* _Set exercise_
Please count the lines in the records below that contain the string "boardwalk", and give only that number.

* _Stored entries_

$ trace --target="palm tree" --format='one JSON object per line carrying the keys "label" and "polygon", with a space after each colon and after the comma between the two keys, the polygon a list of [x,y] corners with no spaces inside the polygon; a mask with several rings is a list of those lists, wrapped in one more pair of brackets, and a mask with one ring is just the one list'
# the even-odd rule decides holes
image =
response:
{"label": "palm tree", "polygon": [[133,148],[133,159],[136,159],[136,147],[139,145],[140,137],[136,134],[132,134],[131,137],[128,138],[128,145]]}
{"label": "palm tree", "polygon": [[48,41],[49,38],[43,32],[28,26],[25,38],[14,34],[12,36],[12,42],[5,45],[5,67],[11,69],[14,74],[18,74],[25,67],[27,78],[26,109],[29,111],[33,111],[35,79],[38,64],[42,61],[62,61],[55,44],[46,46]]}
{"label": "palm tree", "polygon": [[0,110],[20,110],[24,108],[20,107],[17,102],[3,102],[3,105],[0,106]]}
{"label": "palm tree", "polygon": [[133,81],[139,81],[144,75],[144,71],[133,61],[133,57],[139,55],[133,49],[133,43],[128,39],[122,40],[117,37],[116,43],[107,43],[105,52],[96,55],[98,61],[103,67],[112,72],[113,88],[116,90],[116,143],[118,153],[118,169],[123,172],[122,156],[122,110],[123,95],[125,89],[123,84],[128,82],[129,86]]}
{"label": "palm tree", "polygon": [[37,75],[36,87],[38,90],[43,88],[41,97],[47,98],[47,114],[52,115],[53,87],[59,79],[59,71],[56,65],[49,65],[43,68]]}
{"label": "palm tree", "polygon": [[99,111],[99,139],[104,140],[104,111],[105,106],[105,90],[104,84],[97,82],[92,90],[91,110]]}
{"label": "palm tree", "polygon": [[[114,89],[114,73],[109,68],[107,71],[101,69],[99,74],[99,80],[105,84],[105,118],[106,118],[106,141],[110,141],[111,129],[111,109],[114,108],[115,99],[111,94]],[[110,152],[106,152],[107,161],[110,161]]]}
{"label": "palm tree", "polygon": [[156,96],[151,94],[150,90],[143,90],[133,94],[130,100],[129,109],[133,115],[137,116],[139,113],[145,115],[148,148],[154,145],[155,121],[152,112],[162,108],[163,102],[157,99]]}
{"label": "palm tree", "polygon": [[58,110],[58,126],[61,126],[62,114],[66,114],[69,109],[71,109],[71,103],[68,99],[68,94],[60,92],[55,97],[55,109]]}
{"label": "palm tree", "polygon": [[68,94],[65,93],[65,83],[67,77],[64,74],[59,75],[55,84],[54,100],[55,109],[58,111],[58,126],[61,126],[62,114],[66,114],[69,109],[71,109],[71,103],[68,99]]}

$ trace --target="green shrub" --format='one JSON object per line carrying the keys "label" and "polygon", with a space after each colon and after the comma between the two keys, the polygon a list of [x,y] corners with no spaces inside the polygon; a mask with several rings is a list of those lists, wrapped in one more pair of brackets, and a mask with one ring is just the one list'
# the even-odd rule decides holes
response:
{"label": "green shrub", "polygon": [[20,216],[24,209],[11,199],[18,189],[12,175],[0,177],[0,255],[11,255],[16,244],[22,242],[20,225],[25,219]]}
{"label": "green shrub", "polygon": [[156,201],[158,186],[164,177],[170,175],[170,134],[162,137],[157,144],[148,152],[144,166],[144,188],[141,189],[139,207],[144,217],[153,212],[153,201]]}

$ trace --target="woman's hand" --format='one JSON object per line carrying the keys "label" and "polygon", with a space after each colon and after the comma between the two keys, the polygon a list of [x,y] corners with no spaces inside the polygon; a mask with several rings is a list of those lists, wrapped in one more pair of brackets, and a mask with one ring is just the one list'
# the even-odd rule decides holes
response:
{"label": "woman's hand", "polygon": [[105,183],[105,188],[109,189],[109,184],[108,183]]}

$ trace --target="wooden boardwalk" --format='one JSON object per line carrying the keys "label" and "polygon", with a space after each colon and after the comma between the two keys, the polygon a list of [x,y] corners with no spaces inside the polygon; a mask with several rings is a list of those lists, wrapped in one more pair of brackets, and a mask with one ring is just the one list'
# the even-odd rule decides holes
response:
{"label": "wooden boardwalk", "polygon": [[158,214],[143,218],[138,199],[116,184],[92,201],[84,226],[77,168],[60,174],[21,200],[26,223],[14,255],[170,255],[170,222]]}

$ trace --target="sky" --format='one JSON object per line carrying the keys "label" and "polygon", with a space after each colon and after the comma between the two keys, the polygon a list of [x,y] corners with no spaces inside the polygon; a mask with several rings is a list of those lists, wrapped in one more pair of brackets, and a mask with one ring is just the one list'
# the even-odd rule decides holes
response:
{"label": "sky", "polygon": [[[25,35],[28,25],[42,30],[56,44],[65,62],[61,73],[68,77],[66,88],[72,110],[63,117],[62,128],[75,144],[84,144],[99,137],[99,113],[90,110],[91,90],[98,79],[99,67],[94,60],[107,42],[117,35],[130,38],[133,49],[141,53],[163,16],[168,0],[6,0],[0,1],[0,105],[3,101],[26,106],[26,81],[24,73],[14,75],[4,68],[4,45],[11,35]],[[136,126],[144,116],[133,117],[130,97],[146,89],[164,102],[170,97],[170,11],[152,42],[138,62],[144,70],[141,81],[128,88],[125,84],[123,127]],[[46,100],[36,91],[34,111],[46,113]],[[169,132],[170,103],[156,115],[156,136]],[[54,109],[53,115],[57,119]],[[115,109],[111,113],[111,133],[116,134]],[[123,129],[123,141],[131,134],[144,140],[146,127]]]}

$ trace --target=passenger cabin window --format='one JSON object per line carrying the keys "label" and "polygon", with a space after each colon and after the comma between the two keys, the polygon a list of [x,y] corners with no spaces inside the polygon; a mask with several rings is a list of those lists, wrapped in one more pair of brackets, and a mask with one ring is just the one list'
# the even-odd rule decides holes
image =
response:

* _Exercise output_
2